**The exercise**: Each entry below is to be duplicated verbatim.

**Working data**:

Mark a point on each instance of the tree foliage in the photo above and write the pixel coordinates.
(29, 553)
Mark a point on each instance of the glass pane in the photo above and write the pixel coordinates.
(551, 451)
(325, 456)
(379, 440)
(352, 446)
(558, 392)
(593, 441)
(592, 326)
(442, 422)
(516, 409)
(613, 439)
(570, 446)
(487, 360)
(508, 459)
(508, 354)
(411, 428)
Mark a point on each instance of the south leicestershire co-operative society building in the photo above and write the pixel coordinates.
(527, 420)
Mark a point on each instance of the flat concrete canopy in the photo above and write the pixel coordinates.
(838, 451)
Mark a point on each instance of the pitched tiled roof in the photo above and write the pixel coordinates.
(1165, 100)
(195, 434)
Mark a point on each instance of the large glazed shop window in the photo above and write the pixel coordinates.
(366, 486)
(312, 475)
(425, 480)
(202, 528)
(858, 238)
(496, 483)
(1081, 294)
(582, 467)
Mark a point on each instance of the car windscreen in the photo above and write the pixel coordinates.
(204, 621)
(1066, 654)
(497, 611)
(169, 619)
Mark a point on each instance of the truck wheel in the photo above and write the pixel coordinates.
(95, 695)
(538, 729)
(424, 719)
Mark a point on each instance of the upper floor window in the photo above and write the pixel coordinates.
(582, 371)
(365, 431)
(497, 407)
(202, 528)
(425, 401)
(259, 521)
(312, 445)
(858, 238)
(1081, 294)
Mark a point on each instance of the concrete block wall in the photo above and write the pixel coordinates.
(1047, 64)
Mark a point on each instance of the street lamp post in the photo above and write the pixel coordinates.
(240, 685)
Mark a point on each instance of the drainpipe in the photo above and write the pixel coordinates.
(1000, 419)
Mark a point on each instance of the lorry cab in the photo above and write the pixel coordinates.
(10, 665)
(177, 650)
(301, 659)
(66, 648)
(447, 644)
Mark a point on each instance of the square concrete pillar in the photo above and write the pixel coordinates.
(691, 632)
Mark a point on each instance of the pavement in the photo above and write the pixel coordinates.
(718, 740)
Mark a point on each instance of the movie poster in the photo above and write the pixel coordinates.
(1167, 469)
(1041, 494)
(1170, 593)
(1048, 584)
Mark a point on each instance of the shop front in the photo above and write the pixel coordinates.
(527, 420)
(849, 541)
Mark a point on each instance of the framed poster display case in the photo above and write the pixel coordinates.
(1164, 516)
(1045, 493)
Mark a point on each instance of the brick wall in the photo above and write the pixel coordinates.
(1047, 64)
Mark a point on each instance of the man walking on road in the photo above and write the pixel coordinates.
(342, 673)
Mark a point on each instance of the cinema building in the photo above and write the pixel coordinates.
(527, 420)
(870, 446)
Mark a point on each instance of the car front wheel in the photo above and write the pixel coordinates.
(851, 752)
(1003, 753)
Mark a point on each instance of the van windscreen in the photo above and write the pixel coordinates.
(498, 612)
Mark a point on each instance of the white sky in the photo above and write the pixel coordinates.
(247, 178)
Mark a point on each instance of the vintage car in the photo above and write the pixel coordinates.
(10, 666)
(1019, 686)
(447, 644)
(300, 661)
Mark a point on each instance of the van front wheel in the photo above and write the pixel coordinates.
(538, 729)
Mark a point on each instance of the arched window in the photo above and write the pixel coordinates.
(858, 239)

**The completed task**:
Mark a point on each instance of the tree foliage in the photo above and write the pixel coordinates.
(29, 553)
Mark a point on each instance of the glass pane in the photo above and write the pixel coordinates.
(551, 451)
(325, 456)
(379, 440)
(352, 446)
(558, 392)
(593, 441)
(592, 326)
(442, 422)
(516, 409)
(613, 439)
(570, 446)
(487, 360)
(508, 459)
(508, 354)
(411, 428)
Mark a point on each instance of the south leicestershire co-operative society building in the photo above and write the pixel coordinates.
(527, 420)
Mark a point on each instance of the flat concrete canopy in the photo above and write the pixel coordinates.
(838, 451)
Mark a point on each instance of the pitched tiled roof in the photo above and write the pixel coordinates.
(1165, 100)
(195, 434)
Mark a point on each instance of the large glazed shop window in the photo above and write the pixel coordinates.
(366, 486)
(312, 475)
(425, 480)
(202, 528)
(858, 238)
(496, 483)
(1081, 294)
(582, 467)
Mark a point on each instance of the car windscreen in the photo above and write the pixel coordinates.
(204, 621)
(1066, 654)
(497, 611)
(169, 619)
Mark a point on each instance of the truck wheel in the photo above and write the pixel coordinates.
(95, 695)
(538, 729)
(424, 719)
Mark a point on each instance of the upper floor window in the photo above and write the pixel coordinates.
(582, 371)
(365, 431)
(497, 407)
(202, 528)
(425, 401)
(259, 521)
(312, 445)
(858, 238)
(1081, 294)
Mark a point on each instance of the concrete block wall in the photo above and write the pixel coordinates.
(1047, 64)
Mark a point on each instance of the street lamp post in the photo above and write the pixel coordinates.
(240, 685)
Mark a point on each instance of the drainpipe in the photo above and write the pixel coordinates.
(1000, 419)
Mark a point on each instance of the lorry cab in the photo above and write the pixel coordinates.
(10, 665)
(177, 650)
(301, 659)
(66, 648)
(447, 644)
Mark a point on each instance of the square concrete pillar in the photo above and write the pixel coordinates.
(691, 632)
Mark a point on each instance of the pavement in the photo above and write the pixel coordinates.
(718, 740)
Mark a point on each instance of the movie poster in the photo above and write the pixel coordinates.
(1167, 469)
(1041, 494)
(1170, 593)
(1048, 584)
Mark a point on each instance of the shop front in the photo above and write the pixel coordinates.
(527, 420)
(849, 541)
Mark a point on each instance of the framed poster display case in the photo above and write the pixel coordinates.
(1164, 516)
(1045, 493)
Mark a point on each instance of the brick wall in the photo above and write the pixel coordinates.
(1047, 64)
Mark a point on each instance of the man walking on road in the photo above and write the pixel coordinates.
(342, 673)
Mark a point on each instance of the cinema building in the photo above and write the pixel coordinates.
(527, 420)
(870, 446)
Mark a point on each instance of the car front wheel in the photo above and write the pixel coordinates.
(851, 752)
(1003, 753)
Mark a point on each instance of the van windscreen in the photo above and write the pixel coordinates.
(498, 612)
Mark a point on each instance of the white sky in the photo above and write the pixel coordinates.
(247, 178)
Mark a point on each instance of the vintage car in the photo above and write the pixel coordinates.
(10, 666)
(1019, 686)
(447, 644)
(300, 661)
Mark a point on each instance of the van front wheel in the photo above and write the pixel coordinates.
(538, 729)
Mark a point on each instance of the arched window in the photo above and write the pixel coordinates.
(858, 239)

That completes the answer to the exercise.